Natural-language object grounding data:
┌──
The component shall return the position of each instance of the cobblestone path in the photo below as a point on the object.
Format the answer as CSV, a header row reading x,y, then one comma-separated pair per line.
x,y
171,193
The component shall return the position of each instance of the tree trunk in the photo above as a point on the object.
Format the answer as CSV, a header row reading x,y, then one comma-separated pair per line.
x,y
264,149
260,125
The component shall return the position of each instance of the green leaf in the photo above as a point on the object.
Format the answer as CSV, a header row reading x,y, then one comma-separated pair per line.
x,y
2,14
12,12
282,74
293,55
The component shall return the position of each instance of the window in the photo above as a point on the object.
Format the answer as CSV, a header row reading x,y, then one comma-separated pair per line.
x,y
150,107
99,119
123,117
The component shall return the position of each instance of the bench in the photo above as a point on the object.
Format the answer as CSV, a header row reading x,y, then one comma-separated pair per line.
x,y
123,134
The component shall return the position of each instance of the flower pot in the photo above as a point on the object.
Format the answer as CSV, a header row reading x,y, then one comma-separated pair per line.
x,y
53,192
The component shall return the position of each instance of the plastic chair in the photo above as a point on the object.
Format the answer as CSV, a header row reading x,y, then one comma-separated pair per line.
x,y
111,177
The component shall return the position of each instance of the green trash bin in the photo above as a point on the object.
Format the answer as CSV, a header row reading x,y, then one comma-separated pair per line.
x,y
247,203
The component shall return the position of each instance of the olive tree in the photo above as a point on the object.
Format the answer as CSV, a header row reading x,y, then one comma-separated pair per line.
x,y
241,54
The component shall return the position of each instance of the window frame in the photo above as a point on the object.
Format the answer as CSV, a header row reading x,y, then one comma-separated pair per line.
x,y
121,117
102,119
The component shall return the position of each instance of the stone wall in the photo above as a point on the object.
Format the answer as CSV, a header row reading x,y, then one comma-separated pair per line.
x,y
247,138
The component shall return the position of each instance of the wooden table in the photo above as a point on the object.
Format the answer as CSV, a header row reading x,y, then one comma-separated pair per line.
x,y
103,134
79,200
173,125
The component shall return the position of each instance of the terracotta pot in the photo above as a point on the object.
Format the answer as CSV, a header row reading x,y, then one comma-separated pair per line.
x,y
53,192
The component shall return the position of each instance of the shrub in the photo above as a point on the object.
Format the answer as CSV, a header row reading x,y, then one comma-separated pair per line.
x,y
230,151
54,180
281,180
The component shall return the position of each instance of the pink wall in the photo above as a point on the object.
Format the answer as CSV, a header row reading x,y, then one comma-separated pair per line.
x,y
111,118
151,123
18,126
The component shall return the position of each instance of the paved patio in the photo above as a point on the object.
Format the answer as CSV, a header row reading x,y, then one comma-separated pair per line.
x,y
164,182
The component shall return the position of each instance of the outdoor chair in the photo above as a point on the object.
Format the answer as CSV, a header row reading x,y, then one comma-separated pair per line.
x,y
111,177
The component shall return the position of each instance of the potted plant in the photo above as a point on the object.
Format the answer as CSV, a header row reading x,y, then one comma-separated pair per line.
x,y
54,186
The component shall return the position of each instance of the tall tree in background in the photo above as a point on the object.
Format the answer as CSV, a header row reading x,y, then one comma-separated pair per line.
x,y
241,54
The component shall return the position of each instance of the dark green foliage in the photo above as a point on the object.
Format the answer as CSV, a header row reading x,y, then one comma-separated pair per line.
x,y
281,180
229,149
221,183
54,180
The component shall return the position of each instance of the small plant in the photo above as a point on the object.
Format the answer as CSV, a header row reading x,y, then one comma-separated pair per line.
└──
◆ **Task**
Above are the records. Identify each line that contains the word "green".

◆ **Response area**
The component shall return the position of each instance of the green leaf in the photo above as a point on the object.
The component shall return the position of each instance of the green trash bin in the photo above as a point on the object.
The component shall return the position of each instance of the dark green foliage in the photo above as a point on the object.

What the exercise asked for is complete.